* [What you have to do] Rewrite the listing below so that every occurrence of "pixel coordinates" becomes "image coordinates", keeping all other text the same.

[Lines of data]
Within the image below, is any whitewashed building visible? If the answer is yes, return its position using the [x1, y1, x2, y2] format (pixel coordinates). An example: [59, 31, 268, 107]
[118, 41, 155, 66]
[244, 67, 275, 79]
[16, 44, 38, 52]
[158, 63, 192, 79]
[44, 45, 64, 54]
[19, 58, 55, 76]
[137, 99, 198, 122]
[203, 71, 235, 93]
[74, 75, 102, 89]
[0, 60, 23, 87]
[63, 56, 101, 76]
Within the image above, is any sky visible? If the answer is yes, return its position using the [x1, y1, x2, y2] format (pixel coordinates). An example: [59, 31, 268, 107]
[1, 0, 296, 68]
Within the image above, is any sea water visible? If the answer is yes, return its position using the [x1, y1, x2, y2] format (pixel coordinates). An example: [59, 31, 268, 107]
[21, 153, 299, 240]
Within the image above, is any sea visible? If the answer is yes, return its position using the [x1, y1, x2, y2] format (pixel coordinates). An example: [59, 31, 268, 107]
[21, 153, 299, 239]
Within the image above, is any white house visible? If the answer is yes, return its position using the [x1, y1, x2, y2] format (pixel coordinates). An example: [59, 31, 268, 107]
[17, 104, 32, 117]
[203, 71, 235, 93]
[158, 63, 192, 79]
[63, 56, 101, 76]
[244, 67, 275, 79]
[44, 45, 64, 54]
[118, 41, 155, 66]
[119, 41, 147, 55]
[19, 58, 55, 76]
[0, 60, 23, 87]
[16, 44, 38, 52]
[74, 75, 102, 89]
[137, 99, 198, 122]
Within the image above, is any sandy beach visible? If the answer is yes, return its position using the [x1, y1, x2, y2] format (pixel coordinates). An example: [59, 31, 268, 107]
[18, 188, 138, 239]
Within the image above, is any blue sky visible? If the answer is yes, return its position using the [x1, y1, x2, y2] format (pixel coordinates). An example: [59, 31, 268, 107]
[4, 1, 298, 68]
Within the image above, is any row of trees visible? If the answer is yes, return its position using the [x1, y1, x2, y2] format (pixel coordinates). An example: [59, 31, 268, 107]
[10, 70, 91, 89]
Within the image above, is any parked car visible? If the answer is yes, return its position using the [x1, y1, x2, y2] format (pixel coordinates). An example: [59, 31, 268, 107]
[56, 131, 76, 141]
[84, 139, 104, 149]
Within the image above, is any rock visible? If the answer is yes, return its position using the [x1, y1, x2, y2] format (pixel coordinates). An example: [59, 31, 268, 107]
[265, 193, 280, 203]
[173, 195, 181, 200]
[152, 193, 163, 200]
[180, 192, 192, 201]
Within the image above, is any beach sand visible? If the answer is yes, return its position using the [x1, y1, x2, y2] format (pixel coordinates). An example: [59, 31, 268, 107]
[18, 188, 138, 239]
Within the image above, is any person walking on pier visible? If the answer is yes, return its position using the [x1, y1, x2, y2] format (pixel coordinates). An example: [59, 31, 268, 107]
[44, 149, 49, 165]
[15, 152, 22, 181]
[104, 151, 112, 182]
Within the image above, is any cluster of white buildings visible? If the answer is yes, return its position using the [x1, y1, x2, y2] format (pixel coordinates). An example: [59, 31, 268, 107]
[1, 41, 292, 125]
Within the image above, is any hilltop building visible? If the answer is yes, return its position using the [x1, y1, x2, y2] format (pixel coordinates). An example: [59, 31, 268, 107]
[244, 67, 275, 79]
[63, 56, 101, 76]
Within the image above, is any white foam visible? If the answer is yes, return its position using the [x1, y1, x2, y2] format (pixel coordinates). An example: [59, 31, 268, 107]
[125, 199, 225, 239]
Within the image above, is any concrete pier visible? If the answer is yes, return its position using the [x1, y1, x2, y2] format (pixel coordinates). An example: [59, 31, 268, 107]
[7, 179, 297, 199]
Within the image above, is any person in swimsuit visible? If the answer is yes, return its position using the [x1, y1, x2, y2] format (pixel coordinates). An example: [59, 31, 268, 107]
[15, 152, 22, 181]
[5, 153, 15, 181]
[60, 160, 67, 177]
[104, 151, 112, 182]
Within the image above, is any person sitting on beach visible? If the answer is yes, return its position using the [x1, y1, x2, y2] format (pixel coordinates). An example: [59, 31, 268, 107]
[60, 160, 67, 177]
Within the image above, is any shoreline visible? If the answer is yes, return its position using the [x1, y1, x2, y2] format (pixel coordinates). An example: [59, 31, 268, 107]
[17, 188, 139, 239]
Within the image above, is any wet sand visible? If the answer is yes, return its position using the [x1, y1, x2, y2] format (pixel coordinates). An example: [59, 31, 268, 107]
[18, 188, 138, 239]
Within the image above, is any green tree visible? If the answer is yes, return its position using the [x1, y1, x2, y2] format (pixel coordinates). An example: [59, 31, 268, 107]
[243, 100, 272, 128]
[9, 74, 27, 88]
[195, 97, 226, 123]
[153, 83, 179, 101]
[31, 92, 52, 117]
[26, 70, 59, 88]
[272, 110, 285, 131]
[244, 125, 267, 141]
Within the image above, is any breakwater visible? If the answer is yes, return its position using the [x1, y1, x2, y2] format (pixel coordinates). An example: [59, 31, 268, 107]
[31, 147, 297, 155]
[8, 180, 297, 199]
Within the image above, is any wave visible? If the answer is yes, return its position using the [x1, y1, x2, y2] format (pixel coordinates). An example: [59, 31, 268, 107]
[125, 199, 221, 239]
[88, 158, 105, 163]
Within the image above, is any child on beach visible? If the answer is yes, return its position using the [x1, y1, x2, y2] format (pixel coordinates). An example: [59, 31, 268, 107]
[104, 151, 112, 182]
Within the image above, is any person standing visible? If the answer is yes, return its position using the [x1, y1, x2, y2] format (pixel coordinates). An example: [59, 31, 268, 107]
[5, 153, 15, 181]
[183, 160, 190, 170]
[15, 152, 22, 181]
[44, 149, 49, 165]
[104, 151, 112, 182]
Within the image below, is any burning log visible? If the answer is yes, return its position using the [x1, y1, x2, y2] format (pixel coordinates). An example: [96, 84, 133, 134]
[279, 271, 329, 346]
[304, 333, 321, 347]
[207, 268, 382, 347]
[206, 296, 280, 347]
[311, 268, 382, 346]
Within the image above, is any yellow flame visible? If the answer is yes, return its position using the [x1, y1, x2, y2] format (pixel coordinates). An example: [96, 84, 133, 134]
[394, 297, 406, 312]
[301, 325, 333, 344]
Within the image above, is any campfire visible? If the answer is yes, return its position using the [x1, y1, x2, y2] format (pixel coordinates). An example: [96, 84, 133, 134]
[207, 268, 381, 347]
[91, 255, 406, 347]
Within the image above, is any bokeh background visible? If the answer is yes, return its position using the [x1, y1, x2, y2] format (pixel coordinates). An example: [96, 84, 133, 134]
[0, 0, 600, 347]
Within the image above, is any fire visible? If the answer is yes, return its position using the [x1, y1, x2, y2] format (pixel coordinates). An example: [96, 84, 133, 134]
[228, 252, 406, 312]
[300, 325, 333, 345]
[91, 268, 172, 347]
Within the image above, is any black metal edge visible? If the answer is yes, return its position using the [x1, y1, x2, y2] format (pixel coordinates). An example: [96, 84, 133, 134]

* [Response to the task]
Within the image below, is any whitewashed building visible? If the answer is yes, return its position using the [x1, y1, x2, y2] format (image coordinates). An example: [59, 31, 268, 107]
[118, 41, 155, 66]
[244, 67, 275, 79]
[16, 44, 38, 52]
[158, 63, 192, 79]
[44, 45, 64, 54]
[19, 58, 55, 76]
[137, 99, 198, 122]
[203, 71, 235, 93]
[74, 75, 102, 89]
[0, 60, 23, 87]
[63, 56, 101, 76]
Within the image above, is any sky visible? If the answer is yes, return its position using the [x1, y1, x2, y2] format (image coordinates). An example: [59, 31, 268, 107]
[1, 0, 296, 68]
Within the image above, is any sea water visible? If the answer is yes, return its position using the [x1, y1, x2, y2] format (image coordinates). An example: [59, 31, 268, 107]
[21, 153, 299, 240]
Within the image above, is any sea visible? If the answer is yes, return its position using the [x1, y1, x2, y2] format (image coordinates). An example: [59, 31, 268, 107]
[21, 153, 299, 239]
Within the image above, is any white house visible? If the answer is yes, return its position using the [x1, y1, x2, y2] format (image coordinates). An example: [59, 31, 268, 107]
[17, 104, 32, 117]
[203, 71, 235, 93]
[158, 63, 192, 79]
[63, 56, 101, 76]
[244, 67, 275, 79]
[44, 45, 64, 54]
[118, 41, 155, 66]
[119, 41, 147, 55]
[19, 58, 55, 76]
[0, 60, 23, 87]
[16, 44, 38, 52]
[74, 75, 102, 89]
[137, 99, 198, 122]
Within the image above, is any sandy beach visible? If the answer is yes, return its position using the [x1, y1, x2, y2] format (image coordinates). An example: [59, 31, 268, 107]
[18, 188, 138, 239]
Within the image above, is any blue sky visible? If the answer is yes, return its position using the [x1, y1, x2, y2] format (image coordinates). An example: [59, 31, 268, 107]
[4, 1, 298, 68]
Within the image above, is any row of trees visible? If the answer is yes, return its position using the [x1, y1, x2, y2] format (image coordinates). An example: [59, 31, 268, 107]
[10, 70, 91, 89]
Within the image above, is any parked car visible? If the answer is yes, return its position using the [x1, y1, x2, y2] format (image coordinates). An example: [59, 31, 268, 107]
[56, 131, 76, 141]
[84, 139, 104, 149]
Within the image above, is any rock visible? If the answer is yes, return its position using the [x1, y1, x2, y2] format (image coordinates). An example: [59, 31, 268, 107]
[265, 193, 280, 203]
[173, 195, 181, 200]
[152, 193, 163, 200]
[180, 192, 192, 201]
Within the image above, is any beach sand visible? If the answer is yes, return its position using the [x1, y1, x2, y2] format (image coordinates). An example: [59, 31, 268, 107]
[18, 188, 138, 239]
Within the image above, is any person walking on pier visible? If the answer is yes, return its position using the [x1, y1, x2, y2] format (image coordinates). An example: [59, 31, 268, 107]
[44, 149, 49, 165]
[15, 152, 22, 181]
[104, 151, 112, 182]
Within the image above, is any cluster of white buildings visible? If the answer is yes, return its position using the [x1, y1, x2, y2] format (image coordinates). An example: [59, 31, 268, 107]
[1, 41, 292, 125]
Within the image above, is any hilltop building visible? If the answer is yes, return its position using the [x1, y1, x2, y2] format (image coordinates). An example: [59, 31, 268, 107]
[244, 67, 275, 79]
[63, 56, 101, 76]
Within the image above, is any white foam visible? If the answer is yes, return its position using the [x1, y1, x2, y2] format (image coordinates). An example: [59, 31, 268, 107]
[125, 199, 225, 239]
Within the image above, is any concrete pier visible? If the answer is yes, return its position using the [x1, y1, x2, y2] format (image coordinates). An example: [59, 31, 268, 107]
[7, 179, 297, 199]
Within the image above, is any person in swimsuit visible? If the answer is yes, return its position using the [x1, y1, x2, y2] format (image coordinates). An example: [59, 31, 268, 107]
[15, 152, 22, 181]
[5, 153, 15, 181]
[60, 160, 67, 177]
[104, 151, 112, 182]
Within the image above, is any person sitting on beach visible? If the answer is yes, return its position using the [x1, y1, x2, y2] format (image coordinates). An example: [59, 31, 268, 107]
[60, 160, 67, 177]
Within the image above, is any shoreline visible? If the answer is yes, return its position using the [x1, y1, x2, y2] format (image coordinates). An example: [59, 31, 268, 107]
[17, 188, 139, 239]
Within the image above, is any wet sand visible? If the answer is yes, return its position using the [x1, y1, x2, y2] format (image coordinates). An example: [59, 31, 268, 107]
[18, 188, 138, 239]
Within the image above, is any green tree visible? If the answer is yes, return its position using the [x1, y1, x2, y2] format (image coordinates). An example: [59, 31, 268, 107]
[243, 100, 272, 128]
[9, 74, 27, 88]
[195, 97, 226, 123]
[153, 83, 179, 101]
[31, 92, 52, 117]
[26, 70, 59, 88]
[272, 110, 285, 131]
[244, 125, 267, 141]
Within the image above, is any breakwater visible? If the answer is yes, return its position using the [x1, y1, x2, y2] format (image coordinates). An example: [59, 31, 268, 107]
[31, 147, 297, 155]
[8, 180, 297, 199]
Within the image above, is any wave visible? If the answer is yes, return its position using the [x1, y1, x2, y2] format (image coordinates). An example: [59, 31, 268, 107]
[125, 199, 221, 239]
[88, 158, 105, 163]
Within the image above, is any child on beach visible? If the answer is yes, return its position using the [x1, y1, x2, y2] format (image coordinates). An example: [59, 31, 268, 107]
[104, 151, 112, 182]
Within the image above, is any person standing visible? If the answer is yes, return its position using the [x1, y1, x2, y2] format (image coordinates). An example: [59, 31, 268, 107]
[5, 153, 15, 181]
[183, 160, 190, 170]
[15, 152, 22, 181]
[44, 149, 49, 165]
[104, 151, 112, 182]
Within the image below, is any burning log visible? If the answer is yes, return its position using the [x1, y1, x2, y2] format (image coordinates). An example: [96, 84, 133, 134]
[279, 271, 329, 346]
[304, 333, 321, 347]
[207, 268, 382, 347]
[206, 296, 280, 347]
[311, 268, 382, 346]
Within the image above, is any yellow flame visible? If the answer is yes, return its position using the [x1, y1, x2, y2] format (image coordinates). An example: [96, 84, 133, 134]
[394, 297, 406, 312]
[301, 325, 333, 344]
Within the image above, is any campfire visible? If the answer is yes, return its position using the [x1, y1, x2, y2] format (image coordinates). An example: [96, 84, 133, 134]
[207, 268, 381, 347]
[91, 255, 406, 347]
Within the image above, is any bokeh background visible? If the answer is yes, return its position using the [x1, y1, x2, y2] format (image coordinates). An example: [96, 84, 133, 134]
[0, 0, 600, 347]
Within the image above, is any fire visible? If the answer is yes, return its position using the [x1, y1, x2, y2] format (image coordinates). An example: [96, 84, 133, 134]
[228, 252, 406, 312]
[300, 325, 333, 345]
[91, 268, 172, 347]
Within the image above, is any black metal edge visible? If the answer is yes, return its position using the [x1, y1, x2, y2] format (image coordinates). An example: [96, 84, 133, 134]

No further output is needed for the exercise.